* **What to work on**
Search the material for the string "snow" and copy each line where it occurs.

· · ·

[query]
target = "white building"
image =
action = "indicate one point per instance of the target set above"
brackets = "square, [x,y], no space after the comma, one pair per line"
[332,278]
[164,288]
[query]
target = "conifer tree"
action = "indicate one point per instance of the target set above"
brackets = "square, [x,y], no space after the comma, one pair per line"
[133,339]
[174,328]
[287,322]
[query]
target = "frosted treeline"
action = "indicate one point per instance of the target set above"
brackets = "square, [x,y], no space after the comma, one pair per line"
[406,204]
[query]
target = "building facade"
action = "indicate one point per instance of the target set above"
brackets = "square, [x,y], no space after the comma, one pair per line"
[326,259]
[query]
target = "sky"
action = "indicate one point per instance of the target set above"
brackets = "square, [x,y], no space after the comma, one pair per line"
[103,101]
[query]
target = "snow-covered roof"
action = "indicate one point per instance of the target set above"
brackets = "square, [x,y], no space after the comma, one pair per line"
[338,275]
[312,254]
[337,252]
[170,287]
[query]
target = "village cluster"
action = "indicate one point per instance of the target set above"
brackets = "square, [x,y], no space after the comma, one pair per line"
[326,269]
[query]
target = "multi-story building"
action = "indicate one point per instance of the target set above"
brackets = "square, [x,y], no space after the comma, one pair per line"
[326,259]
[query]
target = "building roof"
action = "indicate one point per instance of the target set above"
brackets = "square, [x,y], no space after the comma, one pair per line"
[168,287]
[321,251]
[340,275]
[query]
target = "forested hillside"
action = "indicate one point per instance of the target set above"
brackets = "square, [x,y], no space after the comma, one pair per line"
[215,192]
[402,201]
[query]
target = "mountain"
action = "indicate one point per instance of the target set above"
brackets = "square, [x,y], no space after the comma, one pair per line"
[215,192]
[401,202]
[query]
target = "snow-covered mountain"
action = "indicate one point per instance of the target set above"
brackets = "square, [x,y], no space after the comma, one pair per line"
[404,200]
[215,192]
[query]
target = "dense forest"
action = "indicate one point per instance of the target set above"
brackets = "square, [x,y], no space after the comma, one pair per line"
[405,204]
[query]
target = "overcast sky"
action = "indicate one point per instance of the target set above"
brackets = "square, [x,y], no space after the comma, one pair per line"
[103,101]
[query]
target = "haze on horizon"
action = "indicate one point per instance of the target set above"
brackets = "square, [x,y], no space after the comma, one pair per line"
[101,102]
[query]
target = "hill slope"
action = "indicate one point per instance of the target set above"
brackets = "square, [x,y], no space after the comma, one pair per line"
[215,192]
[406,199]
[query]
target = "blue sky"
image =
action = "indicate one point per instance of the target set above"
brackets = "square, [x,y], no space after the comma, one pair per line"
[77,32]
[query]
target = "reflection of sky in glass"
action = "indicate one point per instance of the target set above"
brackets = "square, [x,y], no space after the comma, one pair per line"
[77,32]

· · ·

* **Answer for this exercise**
target = "snow-covered roof"
target = "snow-covered mountain"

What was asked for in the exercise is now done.